* _PROBLEM DETAILS_:
In the records below, the line with "Q: For each instance of the snow-covered hill" opens the range and the line with "Q: For each instance of the porch" closes it; print that range exactly and nothing else.

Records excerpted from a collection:
[Start of section]

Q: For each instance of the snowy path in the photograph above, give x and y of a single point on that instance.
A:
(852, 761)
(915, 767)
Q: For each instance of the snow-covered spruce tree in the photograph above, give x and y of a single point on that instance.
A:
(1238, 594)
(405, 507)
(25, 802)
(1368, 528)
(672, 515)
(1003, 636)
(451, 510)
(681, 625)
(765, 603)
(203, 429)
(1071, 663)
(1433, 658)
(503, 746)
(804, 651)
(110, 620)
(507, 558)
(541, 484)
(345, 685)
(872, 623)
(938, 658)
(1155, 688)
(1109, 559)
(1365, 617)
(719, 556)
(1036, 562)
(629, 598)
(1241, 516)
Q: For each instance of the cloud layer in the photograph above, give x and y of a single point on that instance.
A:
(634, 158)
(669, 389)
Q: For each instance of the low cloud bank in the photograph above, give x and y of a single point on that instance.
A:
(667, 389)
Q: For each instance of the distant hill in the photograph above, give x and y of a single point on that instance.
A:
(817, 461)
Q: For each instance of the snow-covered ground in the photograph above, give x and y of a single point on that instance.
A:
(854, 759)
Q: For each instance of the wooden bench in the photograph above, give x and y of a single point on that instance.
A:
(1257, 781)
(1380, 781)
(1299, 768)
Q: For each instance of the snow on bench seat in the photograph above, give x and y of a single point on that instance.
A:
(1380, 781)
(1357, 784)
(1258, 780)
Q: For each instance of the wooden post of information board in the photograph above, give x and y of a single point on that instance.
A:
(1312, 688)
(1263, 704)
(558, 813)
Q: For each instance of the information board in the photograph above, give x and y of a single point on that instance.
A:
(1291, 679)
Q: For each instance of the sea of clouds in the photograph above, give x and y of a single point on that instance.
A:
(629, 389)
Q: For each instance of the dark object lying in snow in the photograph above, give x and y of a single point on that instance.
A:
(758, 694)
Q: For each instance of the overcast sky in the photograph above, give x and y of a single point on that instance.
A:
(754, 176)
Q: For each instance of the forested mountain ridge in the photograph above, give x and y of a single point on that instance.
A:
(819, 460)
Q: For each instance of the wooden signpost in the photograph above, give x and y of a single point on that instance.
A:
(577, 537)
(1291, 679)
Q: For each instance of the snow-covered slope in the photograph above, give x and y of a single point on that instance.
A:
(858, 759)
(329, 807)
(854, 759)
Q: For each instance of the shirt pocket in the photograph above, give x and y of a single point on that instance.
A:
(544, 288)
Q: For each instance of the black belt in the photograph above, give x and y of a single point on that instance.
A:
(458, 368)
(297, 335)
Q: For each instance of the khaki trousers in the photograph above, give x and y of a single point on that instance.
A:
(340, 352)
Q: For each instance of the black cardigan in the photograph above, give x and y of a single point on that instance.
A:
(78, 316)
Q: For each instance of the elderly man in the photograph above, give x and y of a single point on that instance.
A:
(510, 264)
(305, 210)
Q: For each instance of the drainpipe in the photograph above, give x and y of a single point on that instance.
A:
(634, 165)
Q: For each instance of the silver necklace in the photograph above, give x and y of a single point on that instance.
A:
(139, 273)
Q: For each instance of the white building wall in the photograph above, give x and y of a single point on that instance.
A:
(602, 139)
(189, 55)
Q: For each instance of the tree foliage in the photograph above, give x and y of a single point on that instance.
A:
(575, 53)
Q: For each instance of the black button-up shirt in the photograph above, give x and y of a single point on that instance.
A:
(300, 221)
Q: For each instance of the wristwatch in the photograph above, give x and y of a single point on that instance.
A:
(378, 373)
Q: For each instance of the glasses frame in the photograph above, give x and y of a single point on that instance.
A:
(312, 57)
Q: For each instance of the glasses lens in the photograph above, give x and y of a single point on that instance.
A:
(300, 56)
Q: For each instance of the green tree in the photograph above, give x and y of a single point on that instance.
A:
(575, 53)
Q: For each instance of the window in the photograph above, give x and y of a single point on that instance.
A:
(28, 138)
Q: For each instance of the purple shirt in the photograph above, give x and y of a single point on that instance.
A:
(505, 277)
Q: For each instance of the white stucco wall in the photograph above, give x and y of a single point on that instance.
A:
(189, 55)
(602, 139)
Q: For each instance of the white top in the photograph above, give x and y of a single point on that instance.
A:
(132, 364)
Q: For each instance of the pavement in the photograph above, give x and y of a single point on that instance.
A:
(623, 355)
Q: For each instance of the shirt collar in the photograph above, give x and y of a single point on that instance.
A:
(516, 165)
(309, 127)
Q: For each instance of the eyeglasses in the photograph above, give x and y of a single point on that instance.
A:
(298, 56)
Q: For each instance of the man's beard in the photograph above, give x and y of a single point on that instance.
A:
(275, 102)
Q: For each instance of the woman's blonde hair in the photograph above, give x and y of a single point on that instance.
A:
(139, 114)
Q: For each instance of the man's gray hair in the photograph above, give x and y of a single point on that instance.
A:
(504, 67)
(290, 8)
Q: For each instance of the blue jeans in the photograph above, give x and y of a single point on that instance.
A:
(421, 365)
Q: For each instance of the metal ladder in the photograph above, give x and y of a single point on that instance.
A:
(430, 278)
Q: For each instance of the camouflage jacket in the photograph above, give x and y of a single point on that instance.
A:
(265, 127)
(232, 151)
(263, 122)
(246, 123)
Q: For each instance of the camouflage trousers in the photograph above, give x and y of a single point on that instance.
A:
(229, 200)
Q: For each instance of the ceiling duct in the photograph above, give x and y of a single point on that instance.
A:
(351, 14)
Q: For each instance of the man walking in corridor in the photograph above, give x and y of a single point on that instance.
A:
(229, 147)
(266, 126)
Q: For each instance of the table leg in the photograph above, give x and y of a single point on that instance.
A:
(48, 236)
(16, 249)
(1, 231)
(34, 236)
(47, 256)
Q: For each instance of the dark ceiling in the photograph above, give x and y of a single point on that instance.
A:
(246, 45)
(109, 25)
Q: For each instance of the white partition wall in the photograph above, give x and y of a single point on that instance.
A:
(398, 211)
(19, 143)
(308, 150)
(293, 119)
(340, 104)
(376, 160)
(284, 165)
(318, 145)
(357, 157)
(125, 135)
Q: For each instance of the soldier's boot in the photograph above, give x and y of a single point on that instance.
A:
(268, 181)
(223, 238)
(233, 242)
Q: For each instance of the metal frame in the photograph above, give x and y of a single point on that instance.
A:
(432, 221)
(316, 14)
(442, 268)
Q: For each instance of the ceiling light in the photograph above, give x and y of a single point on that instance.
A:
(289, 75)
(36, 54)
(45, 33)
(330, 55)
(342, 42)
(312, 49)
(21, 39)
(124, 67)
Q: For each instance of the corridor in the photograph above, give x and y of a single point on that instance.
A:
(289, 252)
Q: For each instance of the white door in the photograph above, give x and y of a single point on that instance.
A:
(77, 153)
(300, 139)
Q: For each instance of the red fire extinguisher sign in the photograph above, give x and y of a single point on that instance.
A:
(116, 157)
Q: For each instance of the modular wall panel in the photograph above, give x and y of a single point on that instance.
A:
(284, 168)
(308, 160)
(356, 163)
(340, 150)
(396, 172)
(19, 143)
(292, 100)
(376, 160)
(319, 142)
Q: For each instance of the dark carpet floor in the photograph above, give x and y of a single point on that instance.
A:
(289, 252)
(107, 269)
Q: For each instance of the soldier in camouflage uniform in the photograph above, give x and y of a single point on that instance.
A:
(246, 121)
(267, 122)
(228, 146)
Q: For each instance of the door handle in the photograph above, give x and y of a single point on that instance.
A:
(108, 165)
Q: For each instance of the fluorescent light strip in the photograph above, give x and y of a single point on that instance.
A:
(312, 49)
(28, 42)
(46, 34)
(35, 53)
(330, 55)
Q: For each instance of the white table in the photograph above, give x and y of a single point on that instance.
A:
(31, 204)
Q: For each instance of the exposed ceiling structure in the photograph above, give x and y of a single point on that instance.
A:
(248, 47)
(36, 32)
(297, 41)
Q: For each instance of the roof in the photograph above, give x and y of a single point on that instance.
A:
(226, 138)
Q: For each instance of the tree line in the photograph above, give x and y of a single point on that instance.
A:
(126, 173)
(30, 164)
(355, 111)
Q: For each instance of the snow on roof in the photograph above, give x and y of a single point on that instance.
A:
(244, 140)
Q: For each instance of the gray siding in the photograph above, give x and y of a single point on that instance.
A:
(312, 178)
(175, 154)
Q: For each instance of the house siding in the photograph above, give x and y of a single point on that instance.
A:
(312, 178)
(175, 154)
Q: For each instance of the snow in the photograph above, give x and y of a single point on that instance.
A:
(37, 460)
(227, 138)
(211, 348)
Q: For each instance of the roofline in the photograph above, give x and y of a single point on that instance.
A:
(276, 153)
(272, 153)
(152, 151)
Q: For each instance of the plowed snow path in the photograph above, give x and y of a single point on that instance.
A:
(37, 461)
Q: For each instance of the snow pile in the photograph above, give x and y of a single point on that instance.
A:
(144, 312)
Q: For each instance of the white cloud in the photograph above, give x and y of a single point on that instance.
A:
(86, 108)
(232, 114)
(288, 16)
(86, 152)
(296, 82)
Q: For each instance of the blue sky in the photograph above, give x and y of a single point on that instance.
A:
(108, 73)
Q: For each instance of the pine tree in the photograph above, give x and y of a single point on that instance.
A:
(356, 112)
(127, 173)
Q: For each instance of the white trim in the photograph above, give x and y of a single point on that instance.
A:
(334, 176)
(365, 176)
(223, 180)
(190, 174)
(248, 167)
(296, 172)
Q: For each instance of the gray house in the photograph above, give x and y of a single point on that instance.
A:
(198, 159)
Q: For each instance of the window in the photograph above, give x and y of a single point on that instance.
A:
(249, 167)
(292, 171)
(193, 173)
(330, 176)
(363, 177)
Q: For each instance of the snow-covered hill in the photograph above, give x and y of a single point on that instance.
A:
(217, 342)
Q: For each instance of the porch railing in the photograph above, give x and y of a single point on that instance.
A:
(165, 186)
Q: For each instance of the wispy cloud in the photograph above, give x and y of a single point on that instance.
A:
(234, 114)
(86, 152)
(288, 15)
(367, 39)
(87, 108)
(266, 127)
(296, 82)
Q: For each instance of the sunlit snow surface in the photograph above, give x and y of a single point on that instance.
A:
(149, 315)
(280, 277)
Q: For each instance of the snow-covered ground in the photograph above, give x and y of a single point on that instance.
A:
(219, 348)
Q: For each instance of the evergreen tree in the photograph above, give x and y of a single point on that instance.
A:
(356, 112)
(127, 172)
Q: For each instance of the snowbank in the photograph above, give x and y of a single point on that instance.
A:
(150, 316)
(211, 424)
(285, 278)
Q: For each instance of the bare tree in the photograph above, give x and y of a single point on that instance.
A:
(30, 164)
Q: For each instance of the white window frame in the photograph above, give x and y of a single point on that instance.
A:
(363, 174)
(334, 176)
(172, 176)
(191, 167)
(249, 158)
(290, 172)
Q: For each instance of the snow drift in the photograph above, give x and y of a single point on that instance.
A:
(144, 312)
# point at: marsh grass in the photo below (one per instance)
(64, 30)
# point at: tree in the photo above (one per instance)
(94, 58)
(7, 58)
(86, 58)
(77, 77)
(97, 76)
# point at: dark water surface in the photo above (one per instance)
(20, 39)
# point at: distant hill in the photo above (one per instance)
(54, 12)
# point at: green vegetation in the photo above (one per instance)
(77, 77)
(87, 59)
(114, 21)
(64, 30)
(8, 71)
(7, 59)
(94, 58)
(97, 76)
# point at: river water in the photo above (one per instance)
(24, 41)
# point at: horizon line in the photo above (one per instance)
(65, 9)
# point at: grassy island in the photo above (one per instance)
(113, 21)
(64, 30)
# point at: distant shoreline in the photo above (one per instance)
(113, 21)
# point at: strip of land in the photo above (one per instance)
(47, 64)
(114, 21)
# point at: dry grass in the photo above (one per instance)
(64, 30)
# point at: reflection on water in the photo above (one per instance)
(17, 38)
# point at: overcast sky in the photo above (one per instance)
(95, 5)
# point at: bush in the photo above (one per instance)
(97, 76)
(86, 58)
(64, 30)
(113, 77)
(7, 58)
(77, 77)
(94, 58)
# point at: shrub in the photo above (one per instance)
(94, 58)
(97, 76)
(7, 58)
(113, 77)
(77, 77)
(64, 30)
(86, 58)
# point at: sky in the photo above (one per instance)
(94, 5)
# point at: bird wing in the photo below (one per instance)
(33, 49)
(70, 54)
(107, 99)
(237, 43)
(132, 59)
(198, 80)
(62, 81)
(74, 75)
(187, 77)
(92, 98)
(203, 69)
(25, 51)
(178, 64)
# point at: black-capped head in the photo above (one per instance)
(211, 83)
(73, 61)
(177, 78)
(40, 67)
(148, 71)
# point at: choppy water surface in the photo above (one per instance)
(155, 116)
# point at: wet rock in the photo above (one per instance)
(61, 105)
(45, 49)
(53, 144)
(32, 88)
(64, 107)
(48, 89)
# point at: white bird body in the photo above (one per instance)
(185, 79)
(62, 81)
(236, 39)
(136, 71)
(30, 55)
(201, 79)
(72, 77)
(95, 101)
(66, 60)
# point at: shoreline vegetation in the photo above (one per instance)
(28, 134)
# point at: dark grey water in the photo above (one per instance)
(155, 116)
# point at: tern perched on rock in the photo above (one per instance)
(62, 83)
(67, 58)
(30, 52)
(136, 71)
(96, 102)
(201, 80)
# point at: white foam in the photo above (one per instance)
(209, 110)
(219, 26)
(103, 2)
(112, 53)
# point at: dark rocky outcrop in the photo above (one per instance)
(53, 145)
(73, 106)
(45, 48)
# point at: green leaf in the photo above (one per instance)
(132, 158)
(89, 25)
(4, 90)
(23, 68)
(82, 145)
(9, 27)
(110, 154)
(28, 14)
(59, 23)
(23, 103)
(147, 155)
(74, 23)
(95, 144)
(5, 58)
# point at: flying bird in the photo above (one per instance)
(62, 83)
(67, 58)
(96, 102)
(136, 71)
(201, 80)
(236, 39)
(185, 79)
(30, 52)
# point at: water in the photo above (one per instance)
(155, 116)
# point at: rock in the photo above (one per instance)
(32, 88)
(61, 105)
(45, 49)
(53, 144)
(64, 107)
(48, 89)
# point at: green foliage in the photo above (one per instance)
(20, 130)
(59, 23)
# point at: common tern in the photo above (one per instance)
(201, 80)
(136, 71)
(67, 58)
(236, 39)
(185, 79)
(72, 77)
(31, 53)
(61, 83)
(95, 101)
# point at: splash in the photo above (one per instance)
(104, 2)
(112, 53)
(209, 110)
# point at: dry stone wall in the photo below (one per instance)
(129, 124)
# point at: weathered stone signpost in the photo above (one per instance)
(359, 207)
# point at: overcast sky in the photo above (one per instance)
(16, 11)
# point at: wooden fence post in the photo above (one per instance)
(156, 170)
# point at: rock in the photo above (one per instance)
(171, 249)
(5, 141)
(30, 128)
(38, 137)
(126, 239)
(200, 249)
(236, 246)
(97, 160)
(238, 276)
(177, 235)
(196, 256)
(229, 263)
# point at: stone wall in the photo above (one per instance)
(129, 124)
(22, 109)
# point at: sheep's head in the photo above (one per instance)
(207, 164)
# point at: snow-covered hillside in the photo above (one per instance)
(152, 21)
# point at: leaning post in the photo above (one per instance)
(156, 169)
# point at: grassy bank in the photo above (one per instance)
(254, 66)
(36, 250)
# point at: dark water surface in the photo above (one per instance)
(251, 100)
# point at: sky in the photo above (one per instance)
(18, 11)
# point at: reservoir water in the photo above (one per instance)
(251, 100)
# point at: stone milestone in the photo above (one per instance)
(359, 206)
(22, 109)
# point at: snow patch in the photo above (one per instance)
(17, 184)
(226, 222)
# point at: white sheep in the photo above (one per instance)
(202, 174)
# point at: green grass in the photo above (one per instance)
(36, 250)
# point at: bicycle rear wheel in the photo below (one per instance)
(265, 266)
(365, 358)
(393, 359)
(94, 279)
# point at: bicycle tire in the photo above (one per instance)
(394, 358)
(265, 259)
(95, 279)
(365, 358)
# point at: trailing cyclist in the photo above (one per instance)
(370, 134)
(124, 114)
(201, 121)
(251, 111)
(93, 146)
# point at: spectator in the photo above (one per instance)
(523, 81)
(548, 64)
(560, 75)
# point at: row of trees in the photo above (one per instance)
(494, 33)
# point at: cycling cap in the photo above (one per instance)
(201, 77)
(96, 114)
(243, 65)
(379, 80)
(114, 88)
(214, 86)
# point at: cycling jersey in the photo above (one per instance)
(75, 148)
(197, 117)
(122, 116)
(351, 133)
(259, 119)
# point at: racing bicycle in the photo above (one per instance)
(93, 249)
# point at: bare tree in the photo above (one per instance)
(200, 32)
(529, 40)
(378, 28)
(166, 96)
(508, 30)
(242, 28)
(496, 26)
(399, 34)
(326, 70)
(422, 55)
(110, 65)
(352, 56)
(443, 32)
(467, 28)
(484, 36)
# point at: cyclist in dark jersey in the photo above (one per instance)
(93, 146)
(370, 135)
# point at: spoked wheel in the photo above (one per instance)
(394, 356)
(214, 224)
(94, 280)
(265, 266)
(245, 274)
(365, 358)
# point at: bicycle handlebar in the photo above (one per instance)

[End of section]

* _RESULT OF THE EXERCISE_:
Q: For each instance of the snow-covered hill in the photograph above, give x and y of a single point on that instance.
A:
(217, 342)
Q: For each instance of the porch railing in the photograph above, give x and y of a single point on that instance.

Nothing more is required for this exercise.